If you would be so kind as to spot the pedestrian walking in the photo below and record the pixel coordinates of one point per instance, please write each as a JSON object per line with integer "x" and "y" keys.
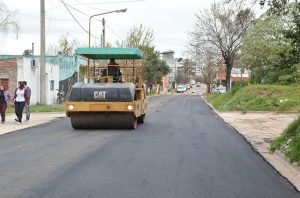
{"x": 27, "y": 105}
{"x": 20, "y": 99}
{"x": 4, "y": 99}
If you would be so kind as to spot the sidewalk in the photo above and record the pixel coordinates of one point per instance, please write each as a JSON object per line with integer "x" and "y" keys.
{"x": 260, "y": 129}
{"x": 35, "y": 119}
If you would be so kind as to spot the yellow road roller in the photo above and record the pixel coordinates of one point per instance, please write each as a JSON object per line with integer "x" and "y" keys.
{"x": 110, "y": 92}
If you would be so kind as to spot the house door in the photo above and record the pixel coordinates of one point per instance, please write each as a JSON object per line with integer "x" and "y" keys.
{"x": 4, "y": 82}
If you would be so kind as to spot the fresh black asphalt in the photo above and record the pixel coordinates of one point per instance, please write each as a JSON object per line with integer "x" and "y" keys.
{"x": 183, "y": 150}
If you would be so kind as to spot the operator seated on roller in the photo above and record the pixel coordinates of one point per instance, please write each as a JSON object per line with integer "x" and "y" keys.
{"x": 113, "y": 69}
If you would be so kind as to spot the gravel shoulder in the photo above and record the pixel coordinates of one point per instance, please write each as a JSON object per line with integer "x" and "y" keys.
{"x": 260, "y": 129}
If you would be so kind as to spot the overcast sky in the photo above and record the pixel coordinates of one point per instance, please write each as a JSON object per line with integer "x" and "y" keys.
{"x": 171, "y": 20}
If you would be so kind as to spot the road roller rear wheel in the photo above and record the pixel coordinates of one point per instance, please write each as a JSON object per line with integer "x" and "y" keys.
{"x": 141, "y": 118}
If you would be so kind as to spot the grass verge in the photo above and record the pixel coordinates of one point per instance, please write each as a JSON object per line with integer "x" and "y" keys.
{"x": 275, "y": 98}
{"x": 289, "y": 142}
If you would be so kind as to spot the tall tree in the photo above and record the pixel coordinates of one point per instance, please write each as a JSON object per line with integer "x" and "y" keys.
{"x": 8, "y": 21}
{"x": 154, "y": 68}
{"x": 222, "y": 27}
{"x": 264, "y": 46}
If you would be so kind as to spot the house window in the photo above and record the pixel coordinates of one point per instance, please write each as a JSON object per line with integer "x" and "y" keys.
{"x": 51, "y": 85}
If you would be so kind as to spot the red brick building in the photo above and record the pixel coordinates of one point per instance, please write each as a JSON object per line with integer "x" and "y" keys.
{"x": 237, "y": 75}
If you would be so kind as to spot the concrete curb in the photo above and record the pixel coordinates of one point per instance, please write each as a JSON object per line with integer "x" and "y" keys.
{"x": 270, "y": 158}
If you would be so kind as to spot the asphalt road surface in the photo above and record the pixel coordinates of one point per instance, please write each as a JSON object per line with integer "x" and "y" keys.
{"x": 182, "y": 151}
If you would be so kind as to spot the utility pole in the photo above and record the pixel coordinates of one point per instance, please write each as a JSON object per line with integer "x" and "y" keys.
{"x": 103, "y": 32}
{"x": 42, "y": 58}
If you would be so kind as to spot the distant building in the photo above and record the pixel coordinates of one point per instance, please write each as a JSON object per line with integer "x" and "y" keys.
{"x": 20, "y": 68}
{"x": 237, "y": 75}
{"x": 174, "y": 64}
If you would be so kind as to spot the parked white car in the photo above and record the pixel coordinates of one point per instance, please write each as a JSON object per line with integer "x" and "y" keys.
{"x": 181, "y": 88}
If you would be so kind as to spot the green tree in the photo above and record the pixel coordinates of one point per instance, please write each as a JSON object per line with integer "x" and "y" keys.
{"x": 154, "y": 69}
{"x": 265, "y": 47}
{"x": 222, "y": 28}
{"x": 8, "y": 21}
{"x": 67, "y": 45}
{"x": 188, "y": 67}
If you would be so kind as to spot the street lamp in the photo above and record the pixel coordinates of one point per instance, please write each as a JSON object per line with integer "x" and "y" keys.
{"x": 117, "y": 11}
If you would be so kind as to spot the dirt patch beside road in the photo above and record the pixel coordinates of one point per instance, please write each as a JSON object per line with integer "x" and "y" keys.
{"x": 260, "y": 129}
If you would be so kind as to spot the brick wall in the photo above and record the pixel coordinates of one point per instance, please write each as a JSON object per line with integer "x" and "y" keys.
{"x": 9, "y": 70}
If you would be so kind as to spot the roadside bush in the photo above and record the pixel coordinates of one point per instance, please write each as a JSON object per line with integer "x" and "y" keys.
{"x": 289, "y": 142}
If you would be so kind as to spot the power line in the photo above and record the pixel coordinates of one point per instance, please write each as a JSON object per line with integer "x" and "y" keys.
{"x": 110, "y": 2}
{"x": 113, "y": 32}
{"x": 77, "y": 20}
{"x": 96, "y": 19}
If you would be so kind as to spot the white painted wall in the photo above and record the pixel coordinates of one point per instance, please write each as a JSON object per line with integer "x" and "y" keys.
{"x": 32, "y": 76}
{"x": 52, "y": 73}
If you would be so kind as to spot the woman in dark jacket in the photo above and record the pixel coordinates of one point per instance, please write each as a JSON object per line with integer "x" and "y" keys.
{"x": 4, "y": 98}
{"x": 20, "y": 99}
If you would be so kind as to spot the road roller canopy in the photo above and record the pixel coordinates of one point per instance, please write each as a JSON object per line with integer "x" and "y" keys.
{"x": 110, "y": 53}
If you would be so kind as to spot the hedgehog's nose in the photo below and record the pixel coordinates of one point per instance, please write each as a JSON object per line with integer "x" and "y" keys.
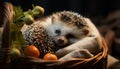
{"x": 60, "y": 41}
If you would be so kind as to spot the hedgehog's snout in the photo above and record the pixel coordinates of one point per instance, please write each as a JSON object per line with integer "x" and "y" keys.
{"x": 61, "y": 40}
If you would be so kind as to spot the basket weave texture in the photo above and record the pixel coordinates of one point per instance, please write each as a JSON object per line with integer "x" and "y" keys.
{"x": 99, "y": 61}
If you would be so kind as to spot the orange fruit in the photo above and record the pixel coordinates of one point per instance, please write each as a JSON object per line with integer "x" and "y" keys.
{"x": 50, "y": 56}
{"x": 32, "y": 51}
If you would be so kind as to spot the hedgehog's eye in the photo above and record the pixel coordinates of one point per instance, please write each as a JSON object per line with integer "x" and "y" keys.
{"x": 70, "y": 36}
{"x": 58, "y": 31}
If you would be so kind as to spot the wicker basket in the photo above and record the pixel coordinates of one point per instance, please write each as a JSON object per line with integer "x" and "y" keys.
{"x": 99, "y": 61}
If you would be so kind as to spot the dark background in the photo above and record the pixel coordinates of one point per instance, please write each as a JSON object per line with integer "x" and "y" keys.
{"x": 104, "y": 13}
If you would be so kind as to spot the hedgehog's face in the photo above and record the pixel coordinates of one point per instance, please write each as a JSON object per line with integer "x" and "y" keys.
{"x": 64, "y": 33}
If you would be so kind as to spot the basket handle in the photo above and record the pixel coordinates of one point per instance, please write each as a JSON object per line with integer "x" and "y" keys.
{"x": 6, "y": 11}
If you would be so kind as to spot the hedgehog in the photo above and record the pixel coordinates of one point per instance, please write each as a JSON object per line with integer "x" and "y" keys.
{"x": 63, "y": 32}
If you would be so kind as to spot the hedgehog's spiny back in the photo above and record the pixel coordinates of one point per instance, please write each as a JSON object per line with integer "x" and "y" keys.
{"x": 36, "y": 35}
{"x": 72, "y": 18}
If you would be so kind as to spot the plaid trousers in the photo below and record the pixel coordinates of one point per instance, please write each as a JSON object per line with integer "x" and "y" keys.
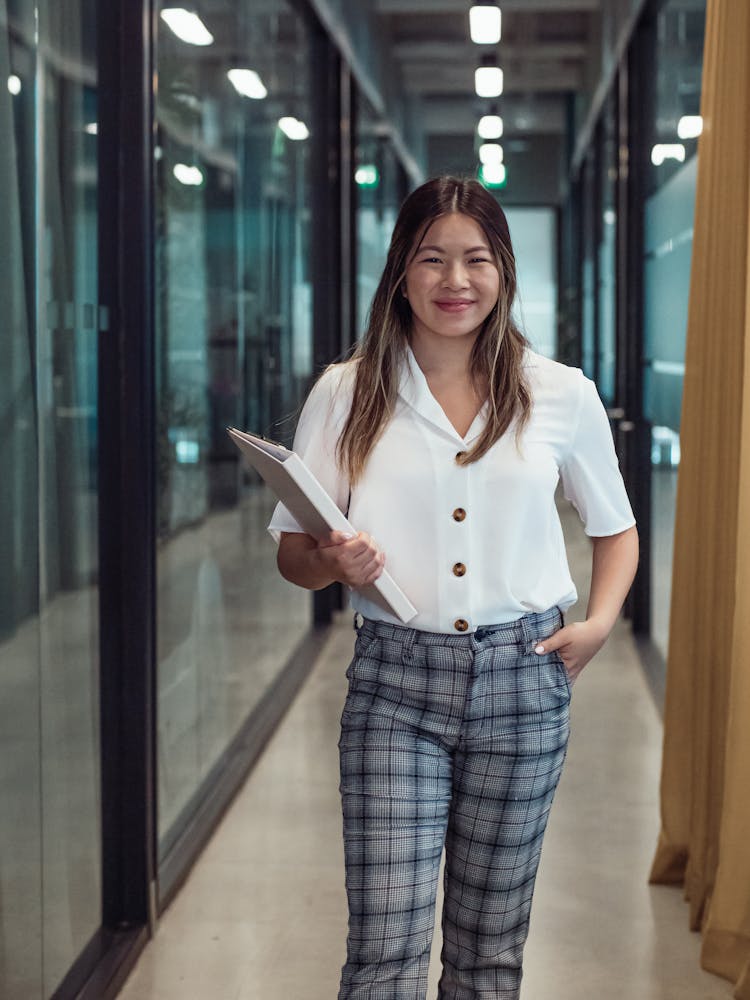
{"x": 454, "y": 741}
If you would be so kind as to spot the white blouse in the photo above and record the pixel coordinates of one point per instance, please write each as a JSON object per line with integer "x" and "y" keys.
{"x": 476, "y": 544}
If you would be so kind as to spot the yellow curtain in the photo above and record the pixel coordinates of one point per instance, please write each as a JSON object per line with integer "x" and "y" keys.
{"x": 705, "y": 788}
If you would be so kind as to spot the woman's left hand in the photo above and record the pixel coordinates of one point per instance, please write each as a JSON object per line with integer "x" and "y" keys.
{"x": 576, "y": 643}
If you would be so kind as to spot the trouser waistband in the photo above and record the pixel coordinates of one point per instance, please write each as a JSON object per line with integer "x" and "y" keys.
{"x": 527, "y": 629}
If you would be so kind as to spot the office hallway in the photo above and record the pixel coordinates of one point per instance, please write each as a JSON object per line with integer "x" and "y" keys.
{"x": 262, "y": 916}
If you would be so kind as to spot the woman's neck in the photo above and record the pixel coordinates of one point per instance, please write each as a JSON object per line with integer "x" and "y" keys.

- - - -

YOUR GOAL:
Could you put everything from the line containing "If you would be so kind as to spot the office" down to the end of the listing above into a JSON list of strings, one string per line, leaving out any blank lines?

RESPONSE TO THE EXERCISE:
[
  "If you would be so kind as to spot the office hallway in the photo above and record the pixel coordinates of one point per instance, please write each as a JSON object per line with integer \"x\" and \"y\" keys.",
  "{\"x\": 262, \"y\": 916}",
  "If you would be so kind as to spot the woman's neck in the photo above and record the pixel coordinates of one point per instance, please write each as a JSON object per line with integer \"x\" and \"y\" keys."
]